**What the task asks:**
Count the lines in the records below that contain the string "query", matching case exactly, and reply with only that number.

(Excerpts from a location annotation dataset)
=======

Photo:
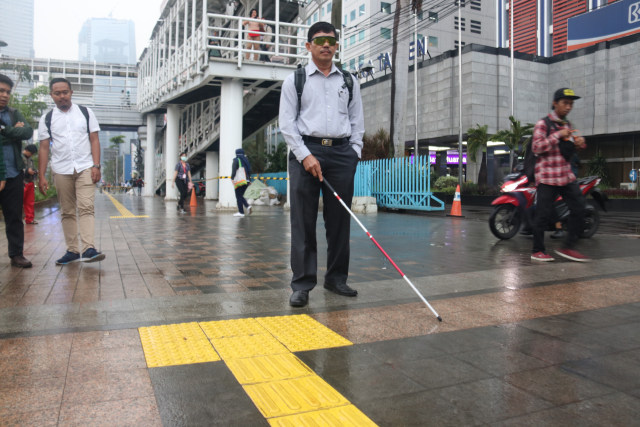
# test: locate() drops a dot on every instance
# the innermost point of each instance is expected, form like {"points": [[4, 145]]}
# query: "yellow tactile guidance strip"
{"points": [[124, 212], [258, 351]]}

=======

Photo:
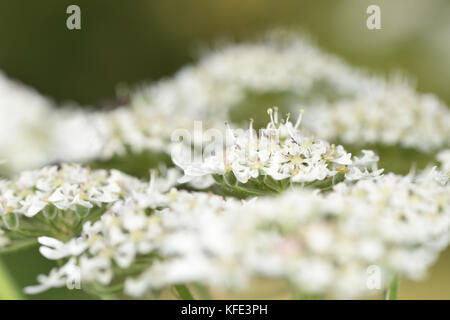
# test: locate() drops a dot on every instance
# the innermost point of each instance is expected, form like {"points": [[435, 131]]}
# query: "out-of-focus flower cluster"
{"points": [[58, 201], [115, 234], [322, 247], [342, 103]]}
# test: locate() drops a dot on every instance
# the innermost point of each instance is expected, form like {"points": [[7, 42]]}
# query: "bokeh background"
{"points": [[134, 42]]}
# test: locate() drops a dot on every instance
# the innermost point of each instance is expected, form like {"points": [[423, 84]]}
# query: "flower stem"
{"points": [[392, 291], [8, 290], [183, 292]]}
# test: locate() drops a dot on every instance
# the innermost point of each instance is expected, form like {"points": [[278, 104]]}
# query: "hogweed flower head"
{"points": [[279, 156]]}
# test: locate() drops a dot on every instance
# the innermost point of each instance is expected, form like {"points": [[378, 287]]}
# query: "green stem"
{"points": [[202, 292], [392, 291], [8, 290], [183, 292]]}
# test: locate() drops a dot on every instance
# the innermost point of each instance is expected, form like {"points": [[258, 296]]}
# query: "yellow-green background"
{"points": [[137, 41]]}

=======

**Complete answer:**
7